ASSIGNMENT: The entries are to be output once more, word for word.

EXTRACTED INFORMATION:
>>

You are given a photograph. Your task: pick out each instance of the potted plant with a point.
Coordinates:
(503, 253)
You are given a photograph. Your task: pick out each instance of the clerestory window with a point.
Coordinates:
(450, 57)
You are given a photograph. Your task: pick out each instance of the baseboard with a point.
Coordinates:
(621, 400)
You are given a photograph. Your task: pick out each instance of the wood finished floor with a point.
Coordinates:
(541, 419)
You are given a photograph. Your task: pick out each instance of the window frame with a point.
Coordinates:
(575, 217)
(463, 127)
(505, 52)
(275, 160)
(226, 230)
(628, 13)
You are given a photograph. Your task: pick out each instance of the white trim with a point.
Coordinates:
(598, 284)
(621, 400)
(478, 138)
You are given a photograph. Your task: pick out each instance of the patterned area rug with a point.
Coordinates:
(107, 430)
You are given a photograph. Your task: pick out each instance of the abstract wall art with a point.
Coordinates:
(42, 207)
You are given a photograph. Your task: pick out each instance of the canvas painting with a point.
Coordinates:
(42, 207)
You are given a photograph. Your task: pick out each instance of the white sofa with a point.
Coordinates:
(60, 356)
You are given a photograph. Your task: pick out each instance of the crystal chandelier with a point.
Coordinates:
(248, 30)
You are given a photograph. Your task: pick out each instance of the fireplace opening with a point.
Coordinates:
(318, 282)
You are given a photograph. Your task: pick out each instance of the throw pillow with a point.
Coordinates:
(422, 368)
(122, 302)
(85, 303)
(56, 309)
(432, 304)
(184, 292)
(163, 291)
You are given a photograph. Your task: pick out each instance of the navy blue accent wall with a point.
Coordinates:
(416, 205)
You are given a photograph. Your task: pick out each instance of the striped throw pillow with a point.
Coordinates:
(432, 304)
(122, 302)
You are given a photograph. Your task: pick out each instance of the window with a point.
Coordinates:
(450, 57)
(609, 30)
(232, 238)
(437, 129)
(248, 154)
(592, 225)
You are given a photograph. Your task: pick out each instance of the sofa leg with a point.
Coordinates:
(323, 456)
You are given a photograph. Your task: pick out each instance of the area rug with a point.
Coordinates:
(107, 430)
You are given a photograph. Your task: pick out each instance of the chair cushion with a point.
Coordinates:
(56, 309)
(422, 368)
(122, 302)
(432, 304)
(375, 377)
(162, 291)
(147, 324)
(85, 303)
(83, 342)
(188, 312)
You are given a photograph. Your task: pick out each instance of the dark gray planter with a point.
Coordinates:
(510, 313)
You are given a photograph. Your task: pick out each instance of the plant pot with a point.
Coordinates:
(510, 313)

<<

OUTPUT BELOW:
You are given a photograph. Your task: pick out each instance of the potted plant with a point.
Coordinates:
(503, 253)
You are given a photograph. Your task: pick out each instance of the clerestory window with a point.
Coordinates:
(450, 57)
You are given a photograph. Your task: pick out each instance of the baseboard with a point.
Coordinates:
(621, 400)
You are given a photograph. Your task: pick out each instance of the wood finished floor with a point.
Coordinates:
(541, 419)
You are given a photograph. Your task: pick out each instance of the window frame with a point.
Coordinates:
(575, 217)
(463, 127)
(505, 52)
(275, 160)
(226, 230)
(628, 13)
You are given a photograph. Your task: pick out each instance of the white trim with a point.
Coordinates:
(598, 284)
(621, 400)
(478, 138)
You are given a photograph. Your task: pick out each instance of the patterned area rug with a point.
Coordinates:
(107, 430)
You are given a photograph. Your task: pick out each instance of the abstract wall art with a point.
Coordinates:
(42, 207)
You are given a photograph. Your task: pick out each instance of the canvas painting with a point.
Coordinates:
(42, 207)
You are given a photograph. Your task: pick out each instance of the white sofa with a point.
Coordinates:
(60, 356)
You are given a photograph. Your task: pick out each instance of the crystal chandelier with a point.
Coordinates:
(248, 30)
You are given a photograph. Your task: pick out each instance of the fireplace opening with a point.
Coordinates:
(318, 282)
You are given a photograph. Your task: pick out each instance of the throw pillow with a point.
Coordinates:
(422, 368)
(122, 302)
(85, 303)
(56, 309)
(432, 304)
(184, 292)
(163, 291)
You are given a photograph. Your task: pick out each instance of the navy blue accent wall with a point.
Coordinates:
(416, 205)
You are given a photograph. Your task: pick out each instance of the striped throw pillow with a point.
Coordinates:
(432, 304)
(122, 302)
You are given a photograph. Your task: pick out each instance of the window with a point.
Coordinates:
(450, 57)
(609, 30)
(232, 238)
(437, 129)
(248, 154)
(592, 225)
You are given a photograph. Your task: pick out each instance of the sofa leg with a point.
Coordinates:
(323, 456)
You are given a photograph. Your task: pick out each instance of the area rug with a point.
Coordinates:
(107, 430)
You are given a photograph. Your task: pick out each instance of the chair cushion with a point.
Coordinates:
(56, 309)
(422, 368)
(122, 302)
(432, 304)
(375, 377)
(162, 291)
(147, 324)
(85, 303)
(83, 342)
(188, 312)
You are given a photograph. Your task: pick out each instance of the dark gray planter with a point.
Coordinates:
(510, 313)
You are given a photograph. Your task: pick out each instance of the plant pot with a point.
Coordinates:
(510, 313)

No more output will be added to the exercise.